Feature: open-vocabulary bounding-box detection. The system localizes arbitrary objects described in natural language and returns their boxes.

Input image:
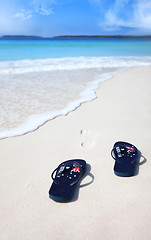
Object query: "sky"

[0,0,151,37]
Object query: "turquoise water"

[0,38,151,61]
[0,38,151,138]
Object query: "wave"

[0,73,112,139]
[0,56,151,74]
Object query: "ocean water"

[0,38,151,139]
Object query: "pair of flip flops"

[49,142,139,202]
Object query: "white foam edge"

[0,73,112,139]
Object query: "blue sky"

[0,0,151,37]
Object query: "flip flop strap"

[111,148,116,160]
[51,162,82,186]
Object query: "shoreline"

[0,66,151,240]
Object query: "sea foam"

[0,56,151,74]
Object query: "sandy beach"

[0,67,151,240]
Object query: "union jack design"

[126,147,134,153]
[71,165,80,172]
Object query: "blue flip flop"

[49,159,86,202]
[111,142,139,177]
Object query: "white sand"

[0,67,151,240]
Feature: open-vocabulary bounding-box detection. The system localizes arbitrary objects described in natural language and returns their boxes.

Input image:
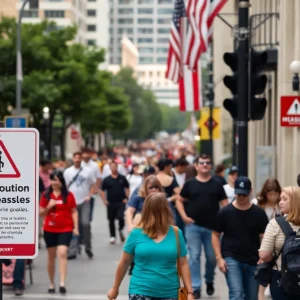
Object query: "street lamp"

[290,60,300,92]
[43,106,50,159]
[16,0,39,114]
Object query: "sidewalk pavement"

[3,198,228,300]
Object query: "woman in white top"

[126,164,143,199]
[259,187,300,300]
[252,178,281,300]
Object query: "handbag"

[173,226,188,300]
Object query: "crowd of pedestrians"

[6,142,300,300]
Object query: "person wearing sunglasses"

[176,154,228,299]
[212,176,269,300]
[126,175,164,232]
[40,171,79,294]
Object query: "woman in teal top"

[108,193,194,300]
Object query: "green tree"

[160,104,190,133]
[0,18,130,159]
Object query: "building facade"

[109,0,173,64]
[214,0,300,191]
[86,0,109,68]
[9,0,87,44]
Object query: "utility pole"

[237,0,250,176]
[208,40,215,162]
[201,40,215,161]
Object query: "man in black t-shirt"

[212,176,268,300]
[176,154,228,299]
[100,161,129,244]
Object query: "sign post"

[4,116,28,128]
[0,128,39,300]
[280,96,300,127]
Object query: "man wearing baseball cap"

[224,166,238,203]
[212,176,268,300]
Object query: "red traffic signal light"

[29,0,39,9]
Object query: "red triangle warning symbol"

[0,140,21,178]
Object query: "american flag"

[166,0,201,111]
[184,0,227,70]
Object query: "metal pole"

[16,0,29,114]
[237,0,250,176]
[232,29,238,166]
[0,259,3,300]
[209,40,215,162]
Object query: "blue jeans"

[13,259,25,290]
[225,257,258,300]
[185,224,216,290]
[270,270,299,300]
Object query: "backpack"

[275,217,300,295]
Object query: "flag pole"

[208,39,215,163]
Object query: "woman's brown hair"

[139,175,164,198]
[137,193,174,239]
[282,186,300,226]
[257,178,281,207]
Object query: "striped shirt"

[259,219,300,270]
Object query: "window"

[156,48,168,53]
[87,9,96,17]
[118,28,133,34]
[118,8,133,14]
[138,19,153,24]
[88,40,96,46]
[157,8,173,16]
[45,10,65,18]
[138,28,153,34]
[23,10,39,18]
[158,0,172,4]
[157,38,169,43]
[157,19,171,25]
[139,48,153,54]
[118,19,133,24]
[140,57,153,64]
[88,25,96,31]
[156,57,167,64]
[139,0,153,4]
[157,28,170,34]
[138,8,153,14]
[138,38,153,44]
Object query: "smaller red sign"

[71,129,79,140]
[280,96,300,127]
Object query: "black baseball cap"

[234,176,252,196]
[143,166,155,175]
[228,166,239,174]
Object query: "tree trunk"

[60,117,68,160]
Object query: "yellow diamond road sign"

[198,106,221,140]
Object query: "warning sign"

[0,128,39,259]
[280,96,300,127]
[0,140,21,178]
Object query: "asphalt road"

[3,200,228,300]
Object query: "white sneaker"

[265,285,271,297]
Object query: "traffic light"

[223,51,238,120]
[29,0,39,9]
[249,49,268,121]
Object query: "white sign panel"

[0,128,39,259]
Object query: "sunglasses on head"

[148,185,159,190]
[198,161,212,166]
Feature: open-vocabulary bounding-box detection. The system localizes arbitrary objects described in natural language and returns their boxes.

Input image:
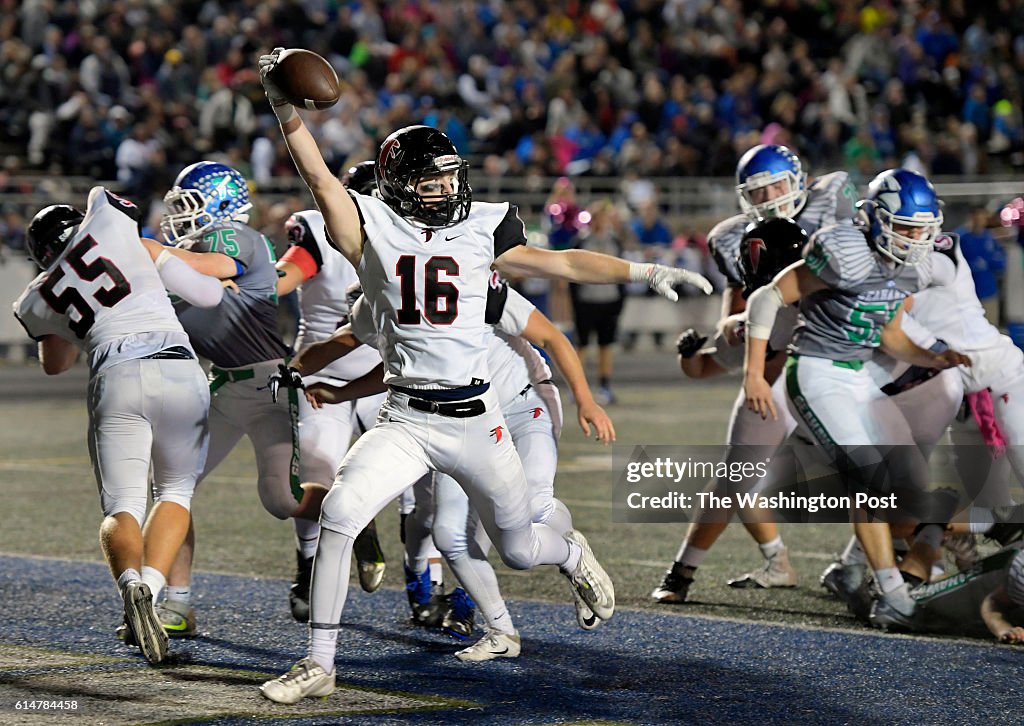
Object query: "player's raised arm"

[259,48,362,266]
[493,245,713,302]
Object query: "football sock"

[758,535,785,560]
[118,567,142,596]
[292,517,319,559]
[447,552,515,633]
[560,540,583,572]
[309,628,338,673]
[839,537,867,564]
[676,542,708,569]
[968,507,995,535]
[164,585,191,605]
[874,567,905,595]
[141,564,167,602]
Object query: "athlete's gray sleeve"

[157,250,224,307]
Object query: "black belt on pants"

[409,396,487,419]
[519,378,555,395]
[142,345,196,360]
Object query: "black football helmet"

[376,126,473,227]
[26,204,85,269]
[341,161,377,196]
[738,217,807,298]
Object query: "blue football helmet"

[856,169,942,267]
[160,162,253,249]
[736,143,807,222]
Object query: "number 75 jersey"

[353,189,526,388]
[14,186,184,360]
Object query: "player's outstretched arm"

[981,586,1024,643]
[306,362,387,409]
[142,238,239,307]
[39,335,81,376]
[288,325,362,376]
[522,310,615,444]
[493,245,713,302]
[880,298,971,370]
[259,48,362,267]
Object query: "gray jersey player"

[149,162,326,635]
[260,46,711,703]
[651,144,856,603]
[743,169,970,627]
[14,186,216,663]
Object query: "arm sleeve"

[282,213,324,280]
[498,288,537,337]
[157,252,224,307]
[495,204,526,260]
[348,297,377,348]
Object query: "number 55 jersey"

[14,186,191,376]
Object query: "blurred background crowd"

[0,0,1024,391]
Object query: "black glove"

[266,364,306,403]
[676,328,708,358]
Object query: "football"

[270,48,341,111]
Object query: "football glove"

[630,262,714,302]
[676,328,708,358]
[259,48,288,108]
[266,364,306,403]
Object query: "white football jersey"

[14,186,191,375]
[910,237,1001,351]
[284,210,381,381]
[351,283,551,409]
[352,195,526,389]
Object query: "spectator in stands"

[956,205,1007,326]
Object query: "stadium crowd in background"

[0,0,1024,323]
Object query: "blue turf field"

[0,556,1024,724]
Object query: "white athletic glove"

[259,48,295,123]
[630,262,714,302]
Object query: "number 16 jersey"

[352,189,526,389]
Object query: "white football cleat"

[562,529,615,618]
[455,631,521,663]
[259,655,335,703]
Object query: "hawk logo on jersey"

[746,238,768,272]
[285,214,306,245]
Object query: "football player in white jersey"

[651,217,807,603]
[743,169,970,627]
[293,275,614,647]
[276,162,385,601]
[651,144,856,603]
[260,50,711,703]
[14,186,223,663]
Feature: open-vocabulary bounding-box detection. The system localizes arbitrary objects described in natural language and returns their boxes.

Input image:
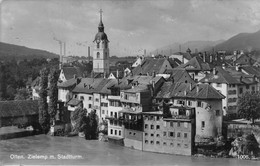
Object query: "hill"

[151,40,224,55]
[215,30,260,52]
[0,42,59,61]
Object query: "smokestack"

[88,46,90,63]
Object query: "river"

[0,135,260,166]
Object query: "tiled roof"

[241,66,260,77]
[72,78,106,94]
[200,67,240,84]
[156,82,225,99]
[62,67,83,80]
[165,68,195,84]
[132,58,171,75]
[58,78,81,88]
[179,56,213,71]
[68,98,81,106]
[0,100,39,118]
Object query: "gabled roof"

[57,78,81,88]
[68,98,81,106]
[72,78,106,94]
[61,67,83,80]
[165,68,195,84]
[156,82,225,99]
[132,58,172,75]
[200,67,240,84]
[241,66,260,77]
[0,100,39,118]
[179,56,213,71]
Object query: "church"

[92,10,109,76]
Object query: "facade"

[93,11,109,75]
[200,66,257,115]
[143,106,195,155]
[156,82,224,139]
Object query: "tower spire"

[99,9,103,22]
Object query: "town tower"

[93,9,109,75]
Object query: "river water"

[0,135,260,166]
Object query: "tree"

[39,68,50,134]
[14,88,30,100]
[238,92,260,123]
[48,68,59,124]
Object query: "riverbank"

[0,135,260,166]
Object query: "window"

[197,101,203,107]
[183,122,188,128]
[217,83,222,87]
[169,132,175,137]
[156,125,160,130]
[201,121,205,128]
[239,88,243,94]
[216,110,220,116]
[163,131,167,137]
[151,125,154,129]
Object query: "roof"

[61,67,83,80]
[0,100,39,118]
[200,67,240,84]
[58,78,81,88]
[165,68,195,84]
[179,56,213,71]
[68,98,81,106]
[72,78,107,94]
[132,58,172,75]
[156,82,225,99]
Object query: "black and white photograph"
▬▬▬
» Aim of the task: List each line above that contains the string "road". Treat uppercase and lowercase letters as distinct.

» Problem solution:
Object query: "yellow diamond road sign"
Object query: "asphalt road"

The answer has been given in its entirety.